▶ _EXERCISES TO COMPLETE_
**1)** According to the commentary on the Plum Creek land deal, what is Plum Creek now?
**2)** Return every line of the records that contains the string "cloud".

▶ _PASSAGE PROVIDED_
┌──

WaPo
has
again missed a golden opportunity to explore the
human the settlement pattern story. Read it and
weep: "Closed-Door Deal Could Open Land in
Montana: Forest Service Angers Locals With Move
That May Speed Building". The story is by
Karl Vick on the front page of the 5 July The
Washington Post. For those who think this
note is only about Montana read on and See End
Note One.
There
is a silver bullet that would forestall this
"speed building" in a heartbeat.
However, we have no confidence that bullet will
be fired in Montana or in the Piedmont of
Virginia. More on that in a moment.
The
bottom line of the WaPo story is
that a former timber lobbyist "who oversees
the U.S. Forest Service" has negotiated a
new set of guidelines for
"development" of some or all of Plum
Creek Timber Co.’s 1.2 million acres of land
in western Montana.
Plum
Creek is a corporate descendent of Northern
Pacific Railroad, the recipient of
"alternate sections" to subsidize
building its railroad across Montana in the 19th
century. Plum Creek is an Enterprise progeny of
the interlocked relationships among forest
product Enterprises Boise Cascade, Potlatch and
Weyerhaeuser. Plum Creek was formerly a logging,
sawmill, lumber and paper company. It is now a
land speculator / real estate investment trust.
See End Note
Two.
First:
The WaPo reporter had limited
space to tell a complex story and some
relationships and events are not clear. In
addition, it is well established that WaPo
editors do not understand human
settlement pattern issues. Because of these two
realities, anyone who reads the WaPo story
about the Plum Creek / Forest Service deal may
not have the whole picture. Even with this
caveat, the story portrays yet again the
pervasive governance dysfunction in the US of A.
Any more of you now ready to support Fundamental
Transformation of governance structure?

└──

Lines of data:
┌──

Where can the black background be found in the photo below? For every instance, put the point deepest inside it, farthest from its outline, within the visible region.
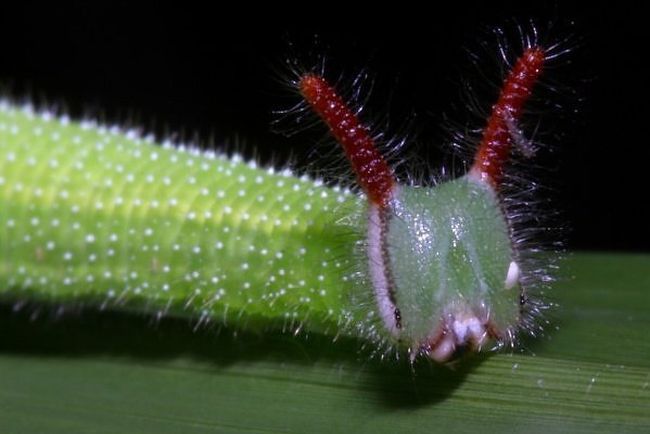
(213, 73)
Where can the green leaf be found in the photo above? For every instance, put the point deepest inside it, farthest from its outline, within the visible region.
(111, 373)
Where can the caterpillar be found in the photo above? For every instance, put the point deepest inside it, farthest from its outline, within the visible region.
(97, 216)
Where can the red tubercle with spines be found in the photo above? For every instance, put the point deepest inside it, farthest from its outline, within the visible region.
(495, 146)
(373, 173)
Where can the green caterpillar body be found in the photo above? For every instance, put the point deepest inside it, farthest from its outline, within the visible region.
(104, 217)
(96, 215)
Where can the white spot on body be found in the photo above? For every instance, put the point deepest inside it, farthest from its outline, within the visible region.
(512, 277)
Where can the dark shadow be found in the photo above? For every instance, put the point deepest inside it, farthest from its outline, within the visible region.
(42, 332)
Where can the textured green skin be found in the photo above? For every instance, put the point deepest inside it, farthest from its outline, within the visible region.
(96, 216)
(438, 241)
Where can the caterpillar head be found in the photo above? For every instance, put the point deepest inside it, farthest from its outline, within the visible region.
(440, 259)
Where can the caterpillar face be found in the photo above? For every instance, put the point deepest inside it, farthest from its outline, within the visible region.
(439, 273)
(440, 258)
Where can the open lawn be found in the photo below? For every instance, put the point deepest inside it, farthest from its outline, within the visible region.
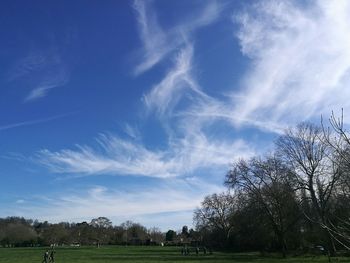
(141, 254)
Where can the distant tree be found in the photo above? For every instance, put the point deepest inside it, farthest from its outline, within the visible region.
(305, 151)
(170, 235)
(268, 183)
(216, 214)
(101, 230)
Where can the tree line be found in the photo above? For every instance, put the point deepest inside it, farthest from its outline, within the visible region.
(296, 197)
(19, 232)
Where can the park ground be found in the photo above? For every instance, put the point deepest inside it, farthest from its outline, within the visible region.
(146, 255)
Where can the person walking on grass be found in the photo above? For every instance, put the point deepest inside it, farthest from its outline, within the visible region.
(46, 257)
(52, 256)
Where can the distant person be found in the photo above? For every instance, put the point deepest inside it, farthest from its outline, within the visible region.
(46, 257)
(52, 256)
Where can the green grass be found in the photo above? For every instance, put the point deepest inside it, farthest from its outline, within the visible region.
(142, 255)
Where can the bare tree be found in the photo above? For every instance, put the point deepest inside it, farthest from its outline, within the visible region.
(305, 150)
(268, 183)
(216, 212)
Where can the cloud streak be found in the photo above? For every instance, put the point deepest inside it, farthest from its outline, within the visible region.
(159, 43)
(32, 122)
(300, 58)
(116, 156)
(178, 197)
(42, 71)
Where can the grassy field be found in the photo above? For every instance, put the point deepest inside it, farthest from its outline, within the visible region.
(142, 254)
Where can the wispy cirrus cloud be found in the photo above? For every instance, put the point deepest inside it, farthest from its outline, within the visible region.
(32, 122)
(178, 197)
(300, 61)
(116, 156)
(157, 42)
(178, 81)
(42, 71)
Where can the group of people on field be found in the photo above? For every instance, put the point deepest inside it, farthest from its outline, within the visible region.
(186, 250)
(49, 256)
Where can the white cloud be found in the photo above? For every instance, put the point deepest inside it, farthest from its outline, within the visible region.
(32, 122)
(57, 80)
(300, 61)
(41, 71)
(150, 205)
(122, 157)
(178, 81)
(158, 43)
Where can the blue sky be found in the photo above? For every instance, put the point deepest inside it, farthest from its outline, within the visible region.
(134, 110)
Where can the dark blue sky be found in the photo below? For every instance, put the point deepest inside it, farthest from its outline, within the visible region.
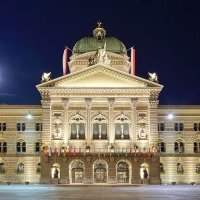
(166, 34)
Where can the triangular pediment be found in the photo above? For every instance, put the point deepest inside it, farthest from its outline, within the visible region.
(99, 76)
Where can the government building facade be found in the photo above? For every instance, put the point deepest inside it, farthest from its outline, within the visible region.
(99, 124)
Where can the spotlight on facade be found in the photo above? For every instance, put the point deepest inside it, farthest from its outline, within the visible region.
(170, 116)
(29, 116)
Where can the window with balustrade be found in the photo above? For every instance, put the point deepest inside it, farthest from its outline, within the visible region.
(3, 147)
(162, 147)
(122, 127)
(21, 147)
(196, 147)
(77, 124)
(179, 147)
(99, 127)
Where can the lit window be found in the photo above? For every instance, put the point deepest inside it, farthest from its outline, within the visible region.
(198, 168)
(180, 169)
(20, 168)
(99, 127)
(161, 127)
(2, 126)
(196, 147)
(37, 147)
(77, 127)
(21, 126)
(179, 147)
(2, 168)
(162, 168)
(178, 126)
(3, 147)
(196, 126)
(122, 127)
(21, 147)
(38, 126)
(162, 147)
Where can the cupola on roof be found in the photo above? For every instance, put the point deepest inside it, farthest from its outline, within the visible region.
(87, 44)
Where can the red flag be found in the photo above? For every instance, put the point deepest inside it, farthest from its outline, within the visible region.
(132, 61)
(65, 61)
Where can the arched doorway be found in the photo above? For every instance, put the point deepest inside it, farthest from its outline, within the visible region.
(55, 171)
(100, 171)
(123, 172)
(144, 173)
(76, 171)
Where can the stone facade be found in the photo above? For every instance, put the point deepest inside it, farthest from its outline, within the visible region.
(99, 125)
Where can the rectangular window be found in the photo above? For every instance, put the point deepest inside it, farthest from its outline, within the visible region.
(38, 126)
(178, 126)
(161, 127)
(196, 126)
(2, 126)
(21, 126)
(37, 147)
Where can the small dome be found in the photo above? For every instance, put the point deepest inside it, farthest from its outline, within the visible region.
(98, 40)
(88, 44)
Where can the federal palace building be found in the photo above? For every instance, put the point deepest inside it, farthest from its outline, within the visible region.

└──

▶ _EXERCISE SOLUTIONS_
**1)** A land speculator / real estate investment trust.

**2)**
Where can the cloud streak be found in the photo above? For every instance, put the point deepest inside it, farthest from its outline, within the visible region.
Where can the wispy cirrus cloud be found in the photo above? For every instance, put the point deepest inside it, farthest from its outline, within the visible region.
Where can the white cloud be found in the photo above? For every instance, put the point deepest inside it, farthest from its outline, within the visible region.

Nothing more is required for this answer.